• Work instruction:
Can you update this listing so that every "rough mask" becomes "coarse mask", with nothing else changed?

• Data for this task:

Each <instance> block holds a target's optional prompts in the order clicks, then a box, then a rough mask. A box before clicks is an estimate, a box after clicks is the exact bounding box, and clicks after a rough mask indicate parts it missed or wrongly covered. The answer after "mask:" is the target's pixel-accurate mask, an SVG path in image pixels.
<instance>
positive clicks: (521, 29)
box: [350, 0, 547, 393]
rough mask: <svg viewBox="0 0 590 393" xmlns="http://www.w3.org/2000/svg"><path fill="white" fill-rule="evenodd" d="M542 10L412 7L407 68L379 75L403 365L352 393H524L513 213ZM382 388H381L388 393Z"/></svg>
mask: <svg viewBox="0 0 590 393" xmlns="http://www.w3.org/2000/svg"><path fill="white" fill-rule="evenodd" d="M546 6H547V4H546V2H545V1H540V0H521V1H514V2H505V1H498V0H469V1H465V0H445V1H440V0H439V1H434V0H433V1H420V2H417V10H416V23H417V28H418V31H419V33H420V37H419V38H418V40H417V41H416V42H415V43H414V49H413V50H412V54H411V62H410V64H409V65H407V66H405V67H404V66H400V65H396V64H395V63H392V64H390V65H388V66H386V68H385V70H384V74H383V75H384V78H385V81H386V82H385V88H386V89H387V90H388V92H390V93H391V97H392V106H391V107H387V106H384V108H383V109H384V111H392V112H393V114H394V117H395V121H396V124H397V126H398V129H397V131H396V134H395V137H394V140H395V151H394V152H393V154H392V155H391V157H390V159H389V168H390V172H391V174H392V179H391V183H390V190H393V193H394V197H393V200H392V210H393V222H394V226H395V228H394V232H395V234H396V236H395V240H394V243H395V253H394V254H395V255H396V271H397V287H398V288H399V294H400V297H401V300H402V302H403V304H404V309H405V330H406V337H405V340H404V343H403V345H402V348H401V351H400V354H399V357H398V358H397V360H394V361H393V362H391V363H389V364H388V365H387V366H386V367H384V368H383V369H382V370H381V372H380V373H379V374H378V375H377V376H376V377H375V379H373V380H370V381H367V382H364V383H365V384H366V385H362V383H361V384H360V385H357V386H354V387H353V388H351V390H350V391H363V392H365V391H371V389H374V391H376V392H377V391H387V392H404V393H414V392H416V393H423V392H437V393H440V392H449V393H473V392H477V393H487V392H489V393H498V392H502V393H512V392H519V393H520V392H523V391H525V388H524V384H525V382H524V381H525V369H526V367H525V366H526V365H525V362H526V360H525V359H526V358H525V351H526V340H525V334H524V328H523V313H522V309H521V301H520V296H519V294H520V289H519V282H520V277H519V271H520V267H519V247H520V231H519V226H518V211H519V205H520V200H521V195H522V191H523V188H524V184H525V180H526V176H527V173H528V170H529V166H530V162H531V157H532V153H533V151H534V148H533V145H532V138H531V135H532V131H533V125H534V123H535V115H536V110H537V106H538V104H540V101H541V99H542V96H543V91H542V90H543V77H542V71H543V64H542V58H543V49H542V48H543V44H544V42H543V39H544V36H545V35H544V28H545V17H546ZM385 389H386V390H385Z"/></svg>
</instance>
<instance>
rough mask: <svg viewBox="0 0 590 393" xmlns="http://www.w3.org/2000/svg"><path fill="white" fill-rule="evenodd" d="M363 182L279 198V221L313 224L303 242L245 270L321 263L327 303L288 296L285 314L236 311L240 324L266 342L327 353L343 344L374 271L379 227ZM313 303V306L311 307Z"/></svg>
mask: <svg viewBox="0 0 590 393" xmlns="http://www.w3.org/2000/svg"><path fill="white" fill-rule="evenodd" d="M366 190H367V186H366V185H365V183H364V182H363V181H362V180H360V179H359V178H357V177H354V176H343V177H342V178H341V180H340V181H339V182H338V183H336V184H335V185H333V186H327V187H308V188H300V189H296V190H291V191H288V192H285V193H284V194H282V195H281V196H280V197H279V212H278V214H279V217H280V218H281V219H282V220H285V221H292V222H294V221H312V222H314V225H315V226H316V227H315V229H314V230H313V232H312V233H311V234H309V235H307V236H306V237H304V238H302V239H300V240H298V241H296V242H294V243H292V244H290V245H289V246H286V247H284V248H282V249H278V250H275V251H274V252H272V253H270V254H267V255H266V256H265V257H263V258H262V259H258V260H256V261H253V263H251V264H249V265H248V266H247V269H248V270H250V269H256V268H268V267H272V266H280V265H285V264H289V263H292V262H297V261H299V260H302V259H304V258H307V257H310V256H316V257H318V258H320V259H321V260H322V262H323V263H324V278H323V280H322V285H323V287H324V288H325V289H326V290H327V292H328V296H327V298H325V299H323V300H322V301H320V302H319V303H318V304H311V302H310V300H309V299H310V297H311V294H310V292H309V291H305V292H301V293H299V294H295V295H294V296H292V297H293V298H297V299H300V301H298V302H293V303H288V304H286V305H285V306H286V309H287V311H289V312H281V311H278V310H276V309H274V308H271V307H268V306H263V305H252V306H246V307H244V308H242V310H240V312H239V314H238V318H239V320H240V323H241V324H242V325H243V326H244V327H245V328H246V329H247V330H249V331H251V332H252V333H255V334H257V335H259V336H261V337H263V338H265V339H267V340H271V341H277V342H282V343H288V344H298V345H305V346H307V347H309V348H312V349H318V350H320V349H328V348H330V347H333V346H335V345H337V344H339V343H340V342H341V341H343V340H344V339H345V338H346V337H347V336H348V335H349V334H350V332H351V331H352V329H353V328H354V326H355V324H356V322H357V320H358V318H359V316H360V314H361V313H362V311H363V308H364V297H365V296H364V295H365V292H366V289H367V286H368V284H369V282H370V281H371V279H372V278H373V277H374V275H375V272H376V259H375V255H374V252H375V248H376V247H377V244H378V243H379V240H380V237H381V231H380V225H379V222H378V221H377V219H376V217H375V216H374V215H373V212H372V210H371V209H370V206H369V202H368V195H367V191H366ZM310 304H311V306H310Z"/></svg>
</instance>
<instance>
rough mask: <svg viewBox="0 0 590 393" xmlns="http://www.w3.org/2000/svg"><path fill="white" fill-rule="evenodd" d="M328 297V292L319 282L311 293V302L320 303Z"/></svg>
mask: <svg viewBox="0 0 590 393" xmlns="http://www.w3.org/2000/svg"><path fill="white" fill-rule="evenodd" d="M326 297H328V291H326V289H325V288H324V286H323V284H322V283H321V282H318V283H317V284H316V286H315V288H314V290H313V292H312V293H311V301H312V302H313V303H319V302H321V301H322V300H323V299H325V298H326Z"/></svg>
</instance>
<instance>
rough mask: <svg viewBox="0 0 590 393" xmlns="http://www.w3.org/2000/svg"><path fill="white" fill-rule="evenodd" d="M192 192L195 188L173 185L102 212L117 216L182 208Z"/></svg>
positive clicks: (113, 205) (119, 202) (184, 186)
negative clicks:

• Answer to this task:
Each <instance> block holds a target's optional prompts in the order clicks, then a box, then a coarse mask. A box before clicks is an estimate, a box after clicks is the exact bounding box, and clicks after a coarse mask indicate parts it missed or wrongly covered. The answer after "mask:" is the target's pixel-accurate mask, an SVG path in image pixels.
<instance>
positive clicks: (521, 29)
box: [350, 0, 547, 393]
coarse mask: <svg viewBox="0 0 590 393" xmlns="http://www.w3.org/2000/svg"><path fill="white" fill-rule="evenodd" d="M542 10L412 7L407 68L379 75L403 365L352 393H524L513 213ZM382 388H381L388 393Z"/></svg>
mask: <svg viewBox="0 0 590 393" xmlns="http://www.w3.org/2000/svg"><path fill="white" fill-rule="evenodd" d="M546 6H547V4H546V2H545V1H540V0H521V1H514V2H505V1H498V0H469V1H465V0H445V1H440V0H439V1H434V0H433V1H420V2H417V10H416V23H417V28H418V31H419V33H420V37H419V38H418V40H417V41H416V42H415V43H414V49H413V50H412V54H411V62H410V64H409V65H407V66H405V67H404V66H400V65H396V64H395V63H392V64H390V65H388V66H386V68H385V70H384V74H383V75H384V78H385V81H386V82H385V88H386V89H387V90H388V92H390V93H391V97H392V106H391V107H387V106H384V108H383V109H384V111H392V112H393V114H394V117H395V121H396V124H397V126H398V129H397V131H396V134H395V137H394V140H395V151H394V152H393V154H392V155H391V157H390V159H389V168H390V172H391V174H392V179H391V183H390V190H393V193H394V197H393V200H392V210H393V222H394V226H395V228H394V232H395V234H396V236H395V240H394V243H395V253H394V254H395V255H396V271H397V287H398V288H399V294H400V297H401V300H402V302H403V304H404V309H405V330H406V337H405V340H404V343H403V345H402V348H401V351H400V354H399V357H398V358H397V360H394V361H393V362H391V363H389V364H388V365H387V366H386V367H384V368H383V369H382V370H381V372H380V373H379V374H378V375H377V376H376V377H375V379H373V380H370V381H367V382H364V383H365V384H366V385H362V383H361V384H360V385H357V386H354V387H353V388H351V390H350V391H363V392H365V391H371V389H374V391H376V392H377V391H387V392H404V393H414V392H416V393H423V392H437V393H440V392H449V393H473V392H477V393H487V392H489V393H498V392H502V393H512V392H519V393H520V392H523V391H525V388H524V384H525V382H524V381H525V369H526V367H525V366H526V365H525V362H526V360H525V359H526V358H525V351H526V340H525V334H524V328H523V313H522V309H521V301H520V296H519V294H520V289H519V282H520V277H519V271H520V267H519V247H520V231H519V226H518V211H519V205H520V200H521V195H522V191H523V188H524V184H525V180H526V176H527V173H528V170H529V166H530V162H531V157H532V153H533V151H534V148H533V145H532V138H531V135H532V131H533V125H534V123H535V115H536V110H537V106H538V104H540V101H541V99H542V96H543V91H542V90H543V77H542V71H543V64H542V58H543V49H542V48H543V44H544V42H543V39H544V36H545V35H544V28H545V17H546ZM385 389H386V390H385Z"/></svg>
</instance>
<instance>
coarse mask: <svg viewBox="0 0 590 393" xmlns="http://www.w3.org/2000/svg"><path fill="white" fill-rule="evenodd" d="M363 182L279 198V221L313 224L303 242L245 270L321 263L327 303L288 296L285 314L236 311L240 324L266 342L327 353L343 344L374 271L379 227ZM313 303V306L311 307Z"/></svg>
mask: <svg viewBox="0 0 590 393" xmlns="http://www.w3.org/2000/svg"><path fill="white" fill-rule="evenodd" d="M366 190H367V186H366V185H365V183H364V182H363V181H362V180H360V179H359V178H357V177H354V176H343V177H342V178H341V180H340V181H339V182H338V183H336V184H335V185H333V186H327V187H308V188H300V189H296V190H291V191H288V192H285V193H284V194H282V195H281V196H280V197H279V212H278V214H279V217H280V218H281V219H282V220H285V221H292V222H294V221H312V222H314V225H315V226H316V227H315V229H314V230H313V232H312V233H311V234H309V235H307V236H306V237H304V238H302V239H300V240H298V241H296V242H294V243H292V244H290V245H289V246H286V247H284V248H282V249H278V250H275V251H274V252H272V253H270V254H267V255H266V256H265V257H263V258H262V259H258V260H256V261H253V263H251V264H249V265H248V266H247V269H248V270H250V269H256V268H268V267H272V266H280V265H285V264H289V263H292V262H297V261H299V260H302V259H304V258H307V257H310V256H316V257H318V258H320V259H321V260H322V262H323V263H324V278H323V280H322V285H323V287H324V288H325V289H326V290H327V292H328V296H327V298H325V299H323V300H322V301H320V302H319V303H318V304H311V302H310V300H309V299H310V297H311V294H310V292H309V291H305V292H301V293H299V294H295V295H294V296H292V297H293V298H297V299H300V301H298V302H293V303H288V304H286V305H285V306H286V309H287V311H289V312H281V311H278V310H276V309H274V308H271V307H268V306H263V305H252V306H246V307H244V308H242V310H240V312H239V314H238V318H239V320H240V323H241V324H242V325H243V326H244V327H245V328H246V329H247V330H249V331H251V332H252V333H255V334H257V335H259V336H261V337H263V338H265V339H267V340H271V341H277V342H282V343H288V344H298V345H305V346H307V347H309V348H312V349H318V350H320V349H328V348H330V347H333V346H335V345H337V344H339V343H340V342H341V341H343V340H344V339H345V338H346V337H347V336H348V335H349V334H350V332H351V331H352V329H353V328H354V326H355V324H356V322H357V320H358V318H359V316H360V314H361V313H362V311H363V308H364V297H365V296H364V295H365V292H366V289H367V286H368V284H369V282H370V281H371V279H372V278H373V277H374V275H375V272H376V259H375V255H374V252H375V248H376V247H377V244H378V243H379V240H380V237H381V231H380V225H379V222H378V221H377V219H376V217H375V216H374V215H373V212H372V210H371V209H370V206H369V202H368V195H367V191H366ZM310 304H311V306H310Z"/></svg>
</instance>
<instance>
coarse mask: <svg viewBox="0 0 590 393" xmlns="http://www.w3.org/2000/svg"><path fill="white" fill-rule="evenodd" d="M328 297V292L319 282L311 293V302L320 303Z"/></svg>
mask: <svg viewBox="0 0 590 393" xmlns="http://www.w3.org/2000/svg"><path fill="white" fill-rule="evenodd" d="M326 297H328V291H326V289H325V288H324V286H323V284H322V283H321V282H318V283H317V284H316V286H315V288H314V290H313V292H312V293H311V301H312V302H313V303H319V302H321V301H322V300H323V299H325V298H326Z"/></svg>
</instance>
<instance>
coarse mask: <svg viewBox="0 0 590 393" xmlns="http://www.w3.org/2000/svg"><path fill="white" fill-rule="evenodd" d="M192 192L195 188L173 185L102 212L117 216L182 208Z"/></svg>
positive clicks: (113, 205) (119, 202) (184, 186)
negative clicks:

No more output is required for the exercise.